Assignment: Work through the data and report how many lines include the string "grassy", giving the number alone.

Exercise materials:
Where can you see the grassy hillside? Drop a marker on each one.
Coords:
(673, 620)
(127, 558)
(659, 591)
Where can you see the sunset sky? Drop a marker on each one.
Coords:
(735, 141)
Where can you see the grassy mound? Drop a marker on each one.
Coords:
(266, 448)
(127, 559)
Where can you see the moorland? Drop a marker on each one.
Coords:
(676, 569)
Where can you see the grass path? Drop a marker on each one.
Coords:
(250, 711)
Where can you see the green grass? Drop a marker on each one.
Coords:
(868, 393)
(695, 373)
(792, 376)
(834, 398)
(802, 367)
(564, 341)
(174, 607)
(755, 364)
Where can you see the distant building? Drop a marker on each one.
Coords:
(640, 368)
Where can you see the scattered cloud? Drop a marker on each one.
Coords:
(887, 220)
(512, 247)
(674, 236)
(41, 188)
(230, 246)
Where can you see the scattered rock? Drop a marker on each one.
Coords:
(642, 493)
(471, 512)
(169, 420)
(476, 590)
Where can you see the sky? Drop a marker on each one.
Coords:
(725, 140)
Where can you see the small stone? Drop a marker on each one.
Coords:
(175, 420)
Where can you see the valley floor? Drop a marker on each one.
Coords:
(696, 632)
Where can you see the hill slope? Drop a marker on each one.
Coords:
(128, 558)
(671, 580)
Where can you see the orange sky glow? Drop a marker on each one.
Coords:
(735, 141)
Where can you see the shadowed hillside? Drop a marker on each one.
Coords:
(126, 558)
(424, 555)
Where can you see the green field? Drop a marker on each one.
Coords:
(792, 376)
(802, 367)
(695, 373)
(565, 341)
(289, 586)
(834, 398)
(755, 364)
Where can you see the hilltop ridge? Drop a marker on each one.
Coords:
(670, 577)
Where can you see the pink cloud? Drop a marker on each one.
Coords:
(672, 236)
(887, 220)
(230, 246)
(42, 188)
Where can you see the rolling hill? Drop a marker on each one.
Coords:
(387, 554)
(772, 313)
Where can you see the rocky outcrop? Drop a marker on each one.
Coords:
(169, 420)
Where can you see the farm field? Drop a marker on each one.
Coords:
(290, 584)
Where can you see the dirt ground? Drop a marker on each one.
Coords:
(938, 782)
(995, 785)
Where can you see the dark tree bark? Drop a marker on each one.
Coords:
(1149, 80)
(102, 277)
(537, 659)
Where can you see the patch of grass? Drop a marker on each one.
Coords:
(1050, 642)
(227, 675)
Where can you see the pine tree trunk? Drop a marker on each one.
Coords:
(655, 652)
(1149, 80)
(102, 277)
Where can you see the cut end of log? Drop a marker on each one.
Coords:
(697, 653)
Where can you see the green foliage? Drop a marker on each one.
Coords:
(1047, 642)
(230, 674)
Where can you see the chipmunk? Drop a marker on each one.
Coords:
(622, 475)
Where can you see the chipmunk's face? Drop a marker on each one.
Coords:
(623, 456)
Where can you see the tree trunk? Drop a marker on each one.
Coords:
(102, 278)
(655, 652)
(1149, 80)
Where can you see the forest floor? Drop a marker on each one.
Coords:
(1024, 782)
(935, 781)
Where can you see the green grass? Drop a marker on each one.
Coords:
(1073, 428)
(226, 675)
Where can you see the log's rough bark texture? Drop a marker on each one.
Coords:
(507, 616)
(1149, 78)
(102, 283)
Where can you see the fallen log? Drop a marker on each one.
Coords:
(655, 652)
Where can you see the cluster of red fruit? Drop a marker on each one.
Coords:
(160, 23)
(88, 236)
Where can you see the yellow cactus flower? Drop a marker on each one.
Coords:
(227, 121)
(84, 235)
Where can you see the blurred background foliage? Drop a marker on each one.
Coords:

Exercise result: 2